--- Start Input ---

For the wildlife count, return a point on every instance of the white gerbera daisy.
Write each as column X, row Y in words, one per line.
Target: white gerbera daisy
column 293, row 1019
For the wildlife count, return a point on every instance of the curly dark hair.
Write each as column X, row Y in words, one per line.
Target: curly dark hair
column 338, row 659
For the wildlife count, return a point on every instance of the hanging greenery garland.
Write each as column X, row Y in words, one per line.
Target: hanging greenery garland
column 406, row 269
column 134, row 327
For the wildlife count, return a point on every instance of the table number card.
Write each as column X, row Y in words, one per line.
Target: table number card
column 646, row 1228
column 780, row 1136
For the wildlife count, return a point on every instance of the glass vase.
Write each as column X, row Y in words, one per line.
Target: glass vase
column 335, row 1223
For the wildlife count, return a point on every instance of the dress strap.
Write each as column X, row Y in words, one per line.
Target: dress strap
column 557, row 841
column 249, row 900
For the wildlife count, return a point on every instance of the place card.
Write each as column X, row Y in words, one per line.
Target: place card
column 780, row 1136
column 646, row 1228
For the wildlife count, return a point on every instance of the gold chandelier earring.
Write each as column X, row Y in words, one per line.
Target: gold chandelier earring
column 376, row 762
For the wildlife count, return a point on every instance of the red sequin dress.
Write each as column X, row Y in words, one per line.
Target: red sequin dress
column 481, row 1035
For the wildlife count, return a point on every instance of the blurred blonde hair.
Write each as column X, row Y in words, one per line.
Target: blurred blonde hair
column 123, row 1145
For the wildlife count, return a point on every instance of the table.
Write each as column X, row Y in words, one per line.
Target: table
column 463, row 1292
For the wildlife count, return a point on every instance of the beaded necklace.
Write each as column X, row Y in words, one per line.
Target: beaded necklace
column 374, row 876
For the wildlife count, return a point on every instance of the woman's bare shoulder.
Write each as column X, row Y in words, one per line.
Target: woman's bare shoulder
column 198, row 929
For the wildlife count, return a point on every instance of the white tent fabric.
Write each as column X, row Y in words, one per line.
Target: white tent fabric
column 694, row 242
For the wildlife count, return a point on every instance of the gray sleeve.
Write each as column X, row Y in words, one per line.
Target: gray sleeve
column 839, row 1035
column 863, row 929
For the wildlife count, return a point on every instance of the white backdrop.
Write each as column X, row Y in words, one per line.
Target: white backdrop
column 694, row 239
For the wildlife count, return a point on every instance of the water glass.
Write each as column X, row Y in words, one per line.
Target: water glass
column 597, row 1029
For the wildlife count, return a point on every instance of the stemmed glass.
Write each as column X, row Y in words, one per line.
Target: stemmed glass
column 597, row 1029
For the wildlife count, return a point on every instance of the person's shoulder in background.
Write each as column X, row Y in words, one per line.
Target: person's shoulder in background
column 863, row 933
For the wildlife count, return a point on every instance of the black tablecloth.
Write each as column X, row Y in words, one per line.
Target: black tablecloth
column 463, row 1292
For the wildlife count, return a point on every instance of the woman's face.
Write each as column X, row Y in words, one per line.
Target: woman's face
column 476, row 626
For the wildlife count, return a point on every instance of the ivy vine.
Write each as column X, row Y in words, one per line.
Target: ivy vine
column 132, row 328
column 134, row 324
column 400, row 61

--- End Input ---

#### What you are asked to do
Please recast all of the data above as a numbered list, one line per item, with blank lines left out.

#### Solution to the problem
1. For the wildlife count, return a point on every instance of the white gerbera daisy.
2. Write each as column X, row Y in words, one per line.
3. Target: white gerbera daisy
4. column 293, row 1019
5. For the wildlife count, return a point on every instance of the curly dark hair.
6. Write each as column X, row Y in words, one per line.
7. Target: curly dark hair
8. column 338, row 659
9. For the wildlife count, return a point on every instance of the hanging greenery garland.
10. Write each as column X, row Y in words, one per line.
11. Target: hanging greenery garland
12. column 406, row 269
13. column 134, row 327
14. For the wildlife count, return a point on every instance of the table number card.
15. Write each as column X, row Y in words, one per line.
16. Target: table number card
17. column 646, row 1228
18. column 780, row 1136
19. For the wildlife count, return a point on every instance of the glass vase.
20. Write each as column X, row Y in words, one per line.
21. Target: glass vase
22. column 335, row 1223
23. For the wildlife count, return a point on every instance of the dress strap.
24. Write each as column X, row Y in words, one per line.
25. Target: dress strap
26. column 557, row 841
27. column 249, row 900
28. For the wildlife count, return a point on every instance of the place card.
29. Write each as column X, row Y in words, one per line.
30. Target: place card
31. column 780, row 1136
32. column 646, row 1228
33. For the wildlife count, return a point on every instance of the gold chandelier earring.
34. Write each as column X, row Y in words, one per line.
35. Target: gold chandelier earring
36. column 376, row 762
37. For the wildlife count, return a point on every instance of the red sequin dress.
38. Write each as column X, row Y in words, one per line.
39. Target: red sequin dress
40. column 481, row 1035
41. For the wildlife count, return a point on every instance of the blurred blonde hair.
42. Write each as column X, row Y in words, one per line.
43. Target: blurred blonde hair
44. column 123, row 1145
45. For the wildlife count, return a point on every instance of the table.
46. Write each as column X, row Y in words, one per line.
47. Target: table
48. column 463, row 1292
49. For the wildlife count, return a point on every instance of the beaded necklace.
50. Write each as column X, row Y in words, one per line.
51. Target: beaded necklace
52. column 374, row 876
53. For the wildlife count, return a point on every instance of the woman's bare shoulder.
54. Write each as column X, row Y in words, one per line.
55. Target: woman's bare shoulder
56. column 198, row 929
57. For the wildlife count, return a point on every instance of the white tent fabric.
58. Write each as column X, row Y in words, one per line.
59. Target: white tent fabric
60. column 694, row 242
61. For the wildlife count, return a point on every instance of the gray sleeve.
62. Write each as column X, row Y in words, one per line.
63. Target: gray sleeve
64. column 839, row 1035
65. column 863, row 929
66. For the wildlife count, return a point on every instance of the white backdrop.
67. Write each as column X, row Y in words, one per line.
68. Target: white backdrop
69. column 694, row 239
70. For the wildlife count, return a point on every instance of the water glass.
71. Write each as column X, row Y in words, one per line.
72. Target: water glass
73. column 597, row 1029
74. For the wildlife count, return a point on every instance of the stemmed glass.
75. Write each as column X, row Y in words, one per line.
76. Target: stemmed glass
77. column 597, row 1029
78. For the wildlife count, return a point on every instance of the person's shoulder in background.
79. Write each as column X, row Y in words, one per line.
80. Target: person's shoulder in background
81. column 863, row 933
82. For the wildlife count, return a point on every instance of the black tablecloth.
83. Write each as column X, row Y in words, one per line.
84. Target: black tablecloth
85. column 463, row 1292
86. For the wildlife count, return a point on every instance of the woman's face.
87. Write each as column X, row Y in words, one per line.
88. Target: woman's face
89. column 476, row 626
90. For the wildlife count, return a point on every instance of the ivy vine.
91. Write each as column X, row Y in words, one per line.
92. Target: ivy vine
93. column 132, row 328
94. column 134, row 324
95. column 400, row 61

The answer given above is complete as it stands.